(Document passage)
In an address titled: ‘Little to No Progress: Stopping Grand Corruption and Impunity in Nigeria’, Kolawole asked the National Assembly to publish the reports of all power sector-related probes to the federal government and civil society organizations for necessary advocacy action and prosecution by relevant anti-corruption agencies.
He also asked the World Bank President, Mr. David Malpass to release information and documents relating to spending of funds approved and released to Nigeria between 1999 and 2020 to improve access to regular and uninterrupted electricity supply including copies of supervision reports, periodic reviews and other appropriate reports by the bank.
Recommending measures to tackle the endemic corruption in the sector, Kolawole said: “President Buhari should urgently address corruption in the electricity and education sectors by instructing appropriate anti-corruption agencies to investigate the allegations of missing N11trillio in the electricity sector since the return of democracy in 1999, and to ensure that suspected perpetrators of corruption are brought to justice and that any missing public funds are fully recovered.”
ThisDay says that foreign portfolio investors (FPIs) will not be barred from participating in the Open Market Operations (OMO) auctions, Central Bank of Nigeria (CBN) Governor, Mr. Godwin Emefiele, has said.
Emefiele, in a telephone interview with THISDAY yesterday, highlighted the importance of portfolio inflows to the economy, saying that forex liquidity plays an important role in supporting economic growth.
He spoke against the backdrop of a report by Bloomberg on Tuesday, which quoted CBN’s Director of Monetary Policy, Mr. Hassan Mahmud, as saying in an interview aired during an online conference in Abuja that the bank was preparing to end an era of debt sales that handed foreign investors one of the best returns in Africa.
Bloomberg had quoted Mahmud as saying that offerings to non-residents of OMO bills are to be phased out, “once current obligations have been redeemed.”
But Emefiele said there was no truth in the Bloomberg report just as he ruled out excluding FPIs from the OMO auctions. According to him, the CBN considers FPIs as one of its important stakeholders and partners in the running of the forex market and the financial market.
The Punch reports that the Senate on Wednesday mandated its Committee on Power to liaise with the Federal Ministry of Power to take necessary steps towards the immediate completion of the Abadigba-Egwuwe power project in Kogi State.
The upper chamber passed the resolution sequel to the consideration of a motion to that effect during plenary.
The motion was titled ‘The need for immediate completion of the Abadigba-Egwuwe Power Plant Project in Dekina Local Government Area of Kogi State.” It was sponsored by Senator Isah Jibrin, an All Progressives Congress member representing Kogi East Senatorial District.
Jibrin noted that sometime in 2007, the Federal Government embarked on a power plant project at Abadigba-Egwuwe in Dekina Local Government Area of Kogi State to light up Kogi East Senatorial District, against the backdrop of the persistent poor power supply to the area.
The Sun says that the Manufacturers Association of Nigeria (MAN), has restated the urgent need for the Federal Government to address the incessant increase in electricity tariffs and other challenges that could inpinge on country’s competitiveness in an African Continental Free Trade market.
The Association also emphasised the need for corporate trading among Africans to be able to expand productivity in Africa and together face the international community.
MAN Director General, Segun Ajayi-Kadir, who made the remarks in Lagos, noted that government needs to address the nation’s high electricity tariff especially in respect to supply to the manufacturing sector.
He added that other trade facilitation issues, like the port challenges, transportation issues, insecurity that continues to constrain business, needed a quick action as the country cannot operate in a continental trade area with these problems.

(Provided records)
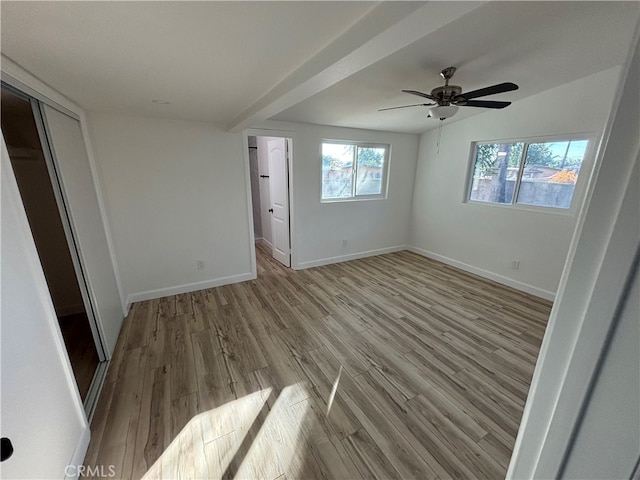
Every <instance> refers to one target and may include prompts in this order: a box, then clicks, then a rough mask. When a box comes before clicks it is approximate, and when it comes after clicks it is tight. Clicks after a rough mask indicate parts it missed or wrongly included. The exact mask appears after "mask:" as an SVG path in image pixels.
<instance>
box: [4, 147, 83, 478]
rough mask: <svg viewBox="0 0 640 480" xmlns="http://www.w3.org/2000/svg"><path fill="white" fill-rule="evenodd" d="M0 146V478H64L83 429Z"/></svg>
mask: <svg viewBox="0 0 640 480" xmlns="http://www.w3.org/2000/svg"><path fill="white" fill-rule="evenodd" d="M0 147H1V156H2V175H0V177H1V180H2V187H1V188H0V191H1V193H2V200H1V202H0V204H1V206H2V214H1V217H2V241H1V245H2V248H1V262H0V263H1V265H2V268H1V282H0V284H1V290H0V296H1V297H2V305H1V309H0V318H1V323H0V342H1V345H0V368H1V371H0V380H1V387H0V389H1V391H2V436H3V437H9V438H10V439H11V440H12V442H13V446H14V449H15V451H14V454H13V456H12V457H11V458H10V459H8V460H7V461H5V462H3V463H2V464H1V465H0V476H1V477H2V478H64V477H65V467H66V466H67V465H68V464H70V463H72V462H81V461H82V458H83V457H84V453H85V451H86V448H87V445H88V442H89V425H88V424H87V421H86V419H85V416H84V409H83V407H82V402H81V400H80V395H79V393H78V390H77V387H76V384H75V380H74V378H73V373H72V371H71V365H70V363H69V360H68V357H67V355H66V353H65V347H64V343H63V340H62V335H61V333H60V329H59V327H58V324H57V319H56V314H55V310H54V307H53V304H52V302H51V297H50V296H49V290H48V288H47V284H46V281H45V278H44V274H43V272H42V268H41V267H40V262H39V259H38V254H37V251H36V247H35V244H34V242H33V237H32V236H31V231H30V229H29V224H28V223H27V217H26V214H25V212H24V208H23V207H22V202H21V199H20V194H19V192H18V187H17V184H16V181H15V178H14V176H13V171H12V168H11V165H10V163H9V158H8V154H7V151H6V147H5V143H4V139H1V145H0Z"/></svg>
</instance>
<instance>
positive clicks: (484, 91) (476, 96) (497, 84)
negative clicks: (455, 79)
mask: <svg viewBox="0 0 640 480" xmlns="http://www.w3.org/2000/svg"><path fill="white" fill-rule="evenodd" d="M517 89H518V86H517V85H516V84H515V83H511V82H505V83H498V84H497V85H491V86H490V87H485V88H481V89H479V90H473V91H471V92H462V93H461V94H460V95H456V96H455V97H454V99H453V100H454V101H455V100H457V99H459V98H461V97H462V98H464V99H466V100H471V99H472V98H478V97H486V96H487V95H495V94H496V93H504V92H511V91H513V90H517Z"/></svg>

---

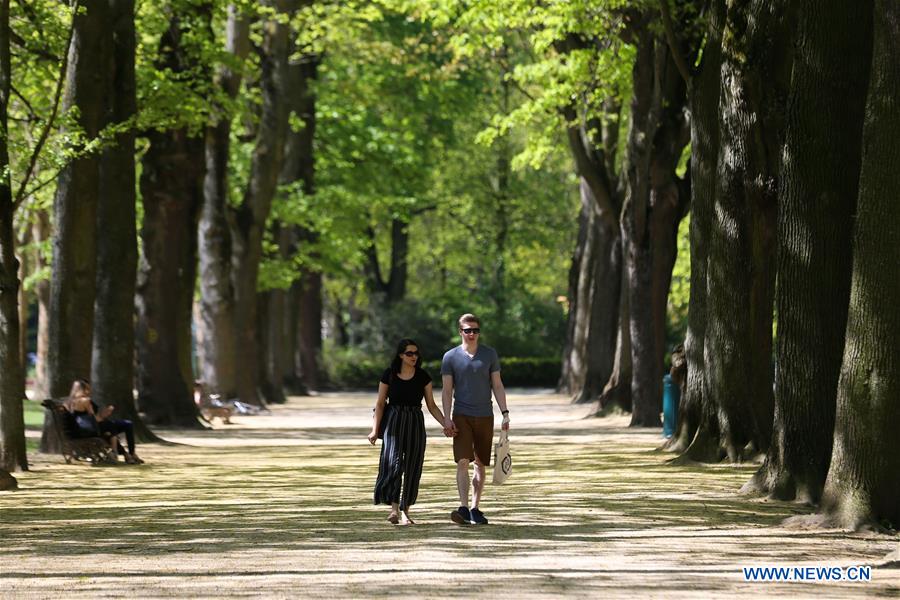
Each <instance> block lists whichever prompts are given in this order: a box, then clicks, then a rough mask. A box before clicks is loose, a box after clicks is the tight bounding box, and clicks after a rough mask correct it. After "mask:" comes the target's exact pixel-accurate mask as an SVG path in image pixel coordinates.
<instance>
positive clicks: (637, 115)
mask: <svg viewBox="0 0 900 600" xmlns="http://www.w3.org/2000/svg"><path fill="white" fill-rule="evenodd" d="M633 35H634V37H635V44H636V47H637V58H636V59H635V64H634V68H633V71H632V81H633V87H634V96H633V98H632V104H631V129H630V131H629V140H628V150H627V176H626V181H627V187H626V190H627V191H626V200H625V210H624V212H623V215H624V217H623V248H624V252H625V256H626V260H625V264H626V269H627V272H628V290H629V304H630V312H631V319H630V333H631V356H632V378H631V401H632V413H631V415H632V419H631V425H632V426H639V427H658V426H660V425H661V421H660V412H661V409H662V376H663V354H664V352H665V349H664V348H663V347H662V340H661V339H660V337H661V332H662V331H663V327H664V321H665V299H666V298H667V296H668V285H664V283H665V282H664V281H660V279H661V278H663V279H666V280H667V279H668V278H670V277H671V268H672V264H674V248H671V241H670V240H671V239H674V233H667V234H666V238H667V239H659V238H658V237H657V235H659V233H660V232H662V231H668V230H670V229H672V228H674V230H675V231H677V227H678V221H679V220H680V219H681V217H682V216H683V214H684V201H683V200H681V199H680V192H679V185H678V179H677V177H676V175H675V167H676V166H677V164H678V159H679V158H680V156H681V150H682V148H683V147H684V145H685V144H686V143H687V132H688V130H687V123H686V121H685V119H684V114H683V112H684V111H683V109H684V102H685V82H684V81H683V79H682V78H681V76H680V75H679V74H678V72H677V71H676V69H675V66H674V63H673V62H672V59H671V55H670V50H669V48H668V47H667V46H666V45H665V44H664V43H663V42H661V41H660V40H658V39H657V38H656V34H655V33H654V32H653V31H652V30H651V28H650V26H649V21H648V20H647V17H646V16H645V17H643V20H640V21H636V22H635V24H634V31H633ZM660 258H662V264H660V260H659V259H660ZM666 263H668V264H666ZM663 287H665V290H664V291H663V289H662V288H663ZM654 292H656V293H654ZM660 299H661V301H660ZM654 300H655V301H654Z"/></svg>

(Required tasks)
1 > In the Nigerian news digest, in what year did the Federal Government begin the power plant project at Abadigba-Egwuwe?
2 > From the Nigerian news digest, reproduce the stretch from "The Sun says" through "Free Trade market.".

(Solutions per task)
1 > Sometime in 2007.

2 >
The Sun says that the Manufacturers Association of Nigeria (MAN), has restated the urgent need for the Federal Government to address the incessant increase in electricity tariffs and other challenges that could inpinge on country’s competitiveness in an African Continental Free Trade market.